Two lines below mark the span: the one containing "of the carving" and the one containing "the wooden cabinet". Set down both, plus every line between, exactly as they stand, and nothing else.

§ **GIVEN RECORDS**
____________

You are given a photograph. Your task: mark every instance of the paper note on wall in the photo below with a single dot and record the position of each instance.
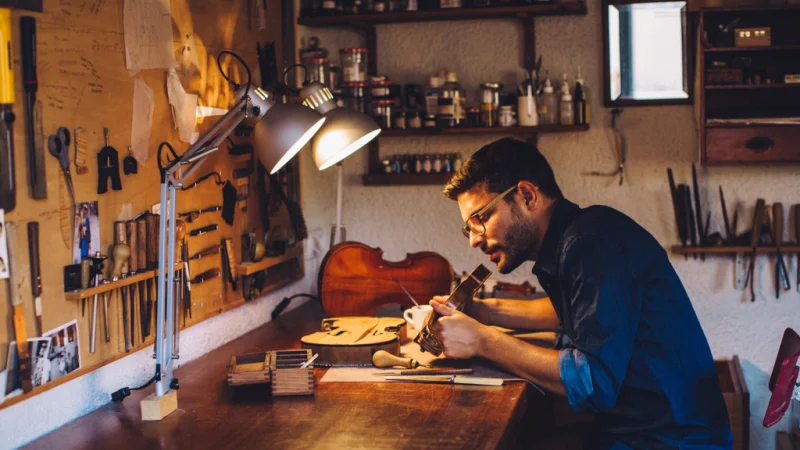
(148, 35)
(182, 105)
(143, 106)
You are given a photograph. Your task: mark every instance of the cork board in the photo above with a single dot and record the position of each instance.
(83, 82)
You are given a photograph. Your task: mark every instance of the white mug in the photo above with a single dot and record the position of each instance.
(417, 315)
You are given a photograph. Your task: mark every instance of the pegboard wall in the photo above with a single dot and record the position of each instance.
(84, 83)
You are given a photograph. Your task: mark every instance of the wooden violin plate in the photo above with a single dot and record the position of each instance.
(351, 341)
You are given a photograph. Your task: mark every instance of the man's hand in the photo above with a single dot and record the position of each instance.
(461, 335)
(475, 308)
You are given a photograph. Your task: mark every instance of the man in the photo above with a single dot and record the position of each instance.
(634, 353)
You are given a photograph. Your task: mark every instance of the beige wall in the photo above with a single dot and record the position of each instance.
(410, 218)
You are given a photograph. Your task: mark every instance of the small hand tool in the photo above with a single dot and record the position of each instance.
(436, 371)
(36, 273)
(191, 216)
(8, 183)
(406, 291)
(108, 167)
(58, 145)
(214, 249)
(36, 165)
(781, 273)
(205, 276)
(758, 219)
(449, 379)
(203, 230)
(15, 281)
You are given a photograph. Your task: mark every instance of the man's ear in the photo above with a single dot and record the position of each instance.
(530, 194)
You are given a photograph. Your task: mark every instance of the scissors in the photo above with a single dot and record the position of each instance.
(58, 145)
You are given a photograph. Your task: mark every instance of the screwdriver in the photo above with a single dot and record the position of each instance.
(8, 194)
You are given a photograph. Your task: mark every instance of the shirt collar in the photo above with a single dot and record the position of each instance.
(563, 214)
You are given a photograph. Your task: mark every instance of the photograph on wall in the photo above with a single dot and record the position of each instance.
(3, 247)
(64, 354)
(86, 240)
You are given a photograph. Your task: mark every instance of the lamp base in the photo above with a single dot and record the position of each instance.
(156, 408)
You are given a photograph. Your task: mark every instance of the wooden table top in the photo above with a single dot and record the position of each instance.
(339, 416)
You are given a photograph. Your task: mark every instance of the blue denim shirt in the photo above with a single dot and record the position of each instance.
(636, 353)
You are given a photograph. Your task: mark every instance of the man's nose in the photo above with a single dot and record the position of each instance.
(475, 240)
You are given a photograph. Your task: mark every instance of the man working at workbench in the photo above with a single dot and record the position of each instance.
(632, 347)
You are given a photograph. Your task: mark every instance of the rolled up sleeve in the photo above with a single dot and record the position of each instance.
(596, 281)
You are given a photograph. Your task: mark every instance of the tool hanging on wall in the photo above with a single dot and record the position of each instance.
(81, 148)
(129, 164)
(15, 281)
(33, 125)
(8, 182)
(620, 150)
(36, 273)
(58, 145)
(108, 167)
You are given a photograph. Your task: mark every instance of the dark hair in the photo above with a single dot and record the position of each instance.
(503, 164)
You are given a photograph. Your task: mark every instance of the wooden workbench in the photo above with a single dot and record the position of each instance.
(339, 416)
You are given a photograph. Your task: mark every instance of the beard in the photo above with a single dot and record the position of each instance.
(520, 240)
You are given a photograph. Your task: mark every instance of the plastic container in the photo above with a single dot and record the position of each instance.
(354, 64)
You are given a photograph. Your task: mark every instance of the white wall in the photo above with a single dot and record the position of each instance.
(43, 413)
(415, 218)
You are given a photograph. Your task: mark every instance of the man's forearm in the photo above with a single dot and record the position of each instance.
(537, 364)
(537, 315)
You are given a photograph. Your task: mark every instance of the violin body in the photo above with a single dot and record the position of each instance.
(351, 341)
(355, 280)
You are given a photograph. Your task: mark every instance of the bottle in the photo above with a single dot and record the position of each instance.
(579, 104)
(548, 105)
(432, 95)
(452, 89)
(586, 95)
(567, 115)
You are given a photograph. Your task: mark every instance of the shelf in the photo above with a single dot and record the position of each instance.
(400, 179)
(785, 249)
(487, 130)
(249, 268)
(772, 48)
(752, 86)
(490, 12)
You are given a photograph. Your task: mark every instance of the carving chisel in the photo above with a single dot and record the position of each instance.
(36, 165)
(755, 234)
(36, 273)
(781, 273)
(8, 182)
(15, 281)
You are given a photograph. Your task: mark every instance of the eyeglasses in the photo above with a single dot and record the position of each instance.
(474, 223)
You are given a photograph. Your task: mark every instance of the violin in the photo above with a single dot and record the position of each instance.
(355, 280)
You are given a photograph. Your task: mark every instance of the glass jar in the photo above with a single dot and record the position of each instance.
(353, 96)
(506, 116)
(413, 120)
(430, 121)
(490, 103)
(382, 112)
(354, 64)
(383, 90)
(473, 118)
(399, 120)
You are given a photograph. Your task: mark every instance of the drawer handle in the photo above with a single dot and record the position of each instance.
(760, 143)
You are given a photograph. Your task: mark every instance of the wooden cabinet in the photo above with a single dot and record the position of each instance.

____________

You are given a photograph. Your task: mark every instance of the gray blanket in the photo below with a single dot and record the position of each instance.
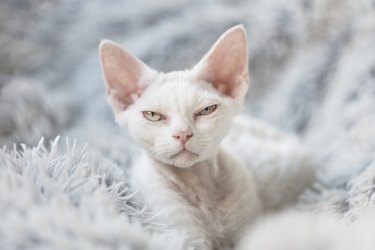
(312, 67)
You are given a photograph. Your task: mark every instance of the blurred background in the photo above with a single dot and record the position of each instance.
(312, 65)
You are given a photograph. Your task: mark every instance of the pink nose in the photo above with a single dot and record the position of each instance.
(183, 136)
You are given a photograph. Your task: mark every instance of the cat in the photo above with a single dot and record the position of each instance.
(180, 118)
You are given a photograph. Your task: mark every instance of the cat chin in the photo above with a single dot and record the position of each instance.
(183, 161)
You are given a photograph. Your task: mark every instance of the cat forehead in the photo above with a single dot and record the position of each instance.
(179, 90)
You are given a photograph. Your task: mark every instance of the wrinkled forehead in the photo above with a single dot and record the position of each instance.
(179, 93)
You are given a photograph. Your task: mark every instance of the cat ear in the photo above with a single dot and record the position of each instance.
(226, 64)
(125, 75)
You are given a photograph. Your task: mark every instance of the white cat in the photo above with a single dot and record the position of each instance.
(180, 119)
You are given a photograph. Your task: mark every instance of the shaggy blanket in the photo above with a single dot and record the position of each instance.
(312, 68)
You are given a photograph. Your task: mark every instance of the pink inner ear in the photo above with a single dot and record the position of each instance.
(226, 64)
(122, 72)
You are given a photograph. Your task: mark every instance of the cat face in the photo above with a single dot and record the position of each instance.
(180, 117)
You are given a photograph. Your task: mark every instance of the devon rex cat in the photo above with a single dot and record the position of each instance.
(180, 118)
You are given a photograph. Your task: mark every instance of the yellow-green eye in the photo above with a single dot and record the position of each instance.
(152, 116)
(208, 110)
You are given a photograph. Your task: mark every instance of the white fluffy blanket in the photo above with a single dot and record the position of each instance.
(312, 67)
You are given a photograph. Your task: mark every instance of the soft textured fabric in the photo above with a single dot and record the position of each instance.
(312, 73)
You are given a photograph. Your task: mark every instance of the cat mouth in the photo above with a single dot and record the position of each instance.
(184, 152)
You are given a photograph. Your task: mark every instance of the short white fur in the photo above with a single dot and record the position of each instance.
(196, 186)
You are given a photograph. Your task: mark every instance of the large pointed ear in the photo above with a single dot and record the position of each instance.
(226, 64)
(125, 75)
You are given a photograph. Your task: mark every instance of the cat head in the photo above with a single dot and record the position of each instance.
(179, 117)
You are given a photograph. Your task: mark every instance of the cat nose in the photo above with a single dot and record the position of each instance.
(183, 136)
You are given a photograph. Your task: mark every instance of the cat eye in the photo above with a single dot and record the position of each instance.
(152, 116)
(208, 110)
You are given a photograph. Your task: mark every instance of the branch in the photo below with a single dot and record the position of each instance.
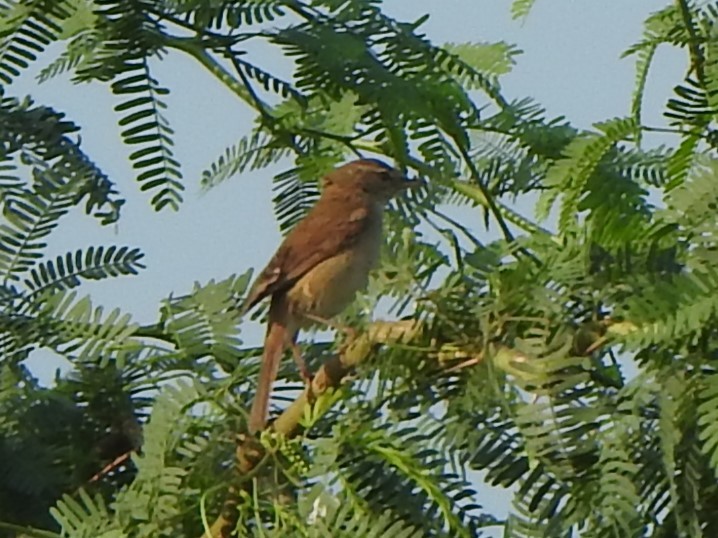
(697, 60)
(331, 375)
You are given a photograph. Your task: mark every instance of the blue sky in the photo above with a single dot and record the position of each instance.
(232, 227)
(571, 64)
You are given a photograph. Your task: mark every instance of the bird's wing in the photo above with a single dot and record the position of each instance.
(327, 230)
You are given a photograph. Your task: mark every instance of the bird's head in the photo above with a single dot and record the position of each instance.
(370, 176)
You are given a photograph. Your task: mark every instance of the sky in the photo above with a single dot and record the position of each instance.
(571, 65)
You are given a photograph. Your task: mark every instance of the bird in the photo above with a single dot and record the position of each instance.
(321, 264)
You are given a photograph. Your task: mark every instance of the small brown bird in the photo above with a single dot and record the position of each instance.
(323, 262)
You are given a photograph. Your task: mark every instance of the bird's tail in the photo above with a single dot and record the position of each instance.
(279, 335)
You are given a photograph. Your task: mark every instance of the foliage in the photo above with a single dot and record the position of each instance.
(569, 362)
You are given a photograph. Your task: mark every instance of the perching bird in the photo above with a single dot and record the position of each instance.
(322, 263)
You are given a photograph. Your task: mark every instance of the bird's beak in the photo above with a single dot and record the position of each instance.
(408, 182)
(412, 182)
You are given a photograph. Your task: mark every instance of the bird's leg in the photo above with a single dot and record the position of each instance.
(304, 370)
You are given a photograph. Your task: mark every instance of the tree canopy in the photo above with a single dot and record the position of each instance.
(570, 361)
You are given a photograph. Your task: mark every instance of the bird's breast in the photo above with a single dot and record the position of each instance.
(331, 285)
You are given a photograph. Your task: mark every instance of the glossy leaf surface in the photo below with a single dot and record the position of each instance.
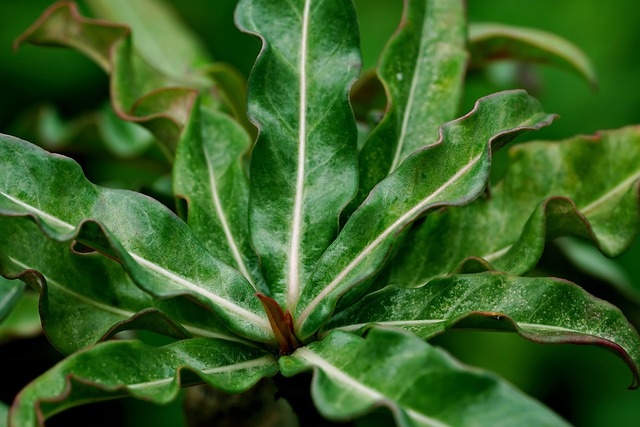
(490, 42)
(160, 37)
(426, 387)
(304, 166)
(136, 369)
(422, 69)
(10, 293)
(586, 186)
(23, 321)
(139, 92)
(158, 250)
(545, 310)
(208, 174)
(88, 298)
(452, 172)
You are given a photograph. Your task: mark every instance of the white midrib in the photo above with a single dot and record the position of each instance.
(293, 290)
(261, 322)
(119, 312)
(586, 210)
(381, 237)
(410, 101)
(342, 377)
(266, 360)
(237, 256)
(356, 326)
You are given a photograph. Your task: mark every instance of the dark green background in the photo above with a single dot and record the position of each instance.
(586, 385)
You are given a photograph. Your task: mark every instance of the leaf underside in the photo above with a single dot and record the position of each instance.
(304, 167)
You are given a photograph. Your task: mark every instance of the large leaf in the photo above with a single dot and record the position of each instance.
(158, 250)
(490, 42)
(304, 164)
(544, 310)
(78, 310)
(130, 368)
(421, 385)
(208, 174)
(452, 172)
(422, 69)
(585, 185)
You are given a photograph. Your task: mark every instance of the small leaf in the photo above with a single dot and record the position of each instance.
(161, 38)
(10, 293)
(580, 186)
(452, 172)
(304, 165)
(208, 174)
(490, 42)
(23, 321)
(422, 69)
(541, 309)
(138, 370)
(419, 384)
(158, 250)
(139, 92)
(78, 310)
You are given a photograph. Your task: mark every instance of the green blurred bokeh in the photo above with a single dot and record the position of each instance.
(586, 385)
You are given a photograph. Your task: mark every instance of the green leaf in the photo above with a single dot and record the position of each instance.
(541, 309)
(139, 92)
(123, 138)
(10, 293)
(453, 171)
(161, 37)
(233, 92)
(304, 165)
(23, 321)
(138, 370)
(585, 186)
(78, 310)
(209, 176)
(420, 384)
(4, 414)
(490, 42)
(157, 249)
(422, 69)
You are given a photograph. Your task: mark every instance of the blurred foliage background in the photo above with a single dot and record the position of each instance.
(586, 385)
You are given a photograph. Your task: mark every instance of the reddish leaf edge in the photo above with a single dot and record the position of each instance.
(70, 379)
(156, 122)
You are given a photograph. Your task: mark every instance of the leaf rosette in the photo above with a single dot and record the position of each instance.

____________

§ **RESPONSE**
You are given a photograph. Your task: mark every instance of the carving chisel in the photo above with a single dot and record the position of each instance.
(36, 165)
(755, 234)
(36, 273)
(781, 273)
(8, 182)
(15, 281)
You are given a photograph. Your task: mark every instance of the eyeglasses in the photo above with a single dot and record the position of each instance.
(474, 223)
You are given a photograph. Your task: mark every instance of the violin in the photo above with a single dot and record the position of each instance.
(355, 280)
You are given a photograph. Your task: mark every instance of the glass jar in the photo above with a single dot and record the position of each instance.
(353, 96)
(506, 116)
(413, 120)
(430, 121)
(490, 103)
(382, 112)
(354, 64)
(383, 90)
(473, 118)
(399, 120)
You are given a photograph. Your task: mark every instance of the drawer handle in the photo above with a single dot and record the position of each instance.
(760, 143)
You are given a photograph. Your task: mark every instance of the wooden cabinet in the photo above with a single dot and record the position of each instance.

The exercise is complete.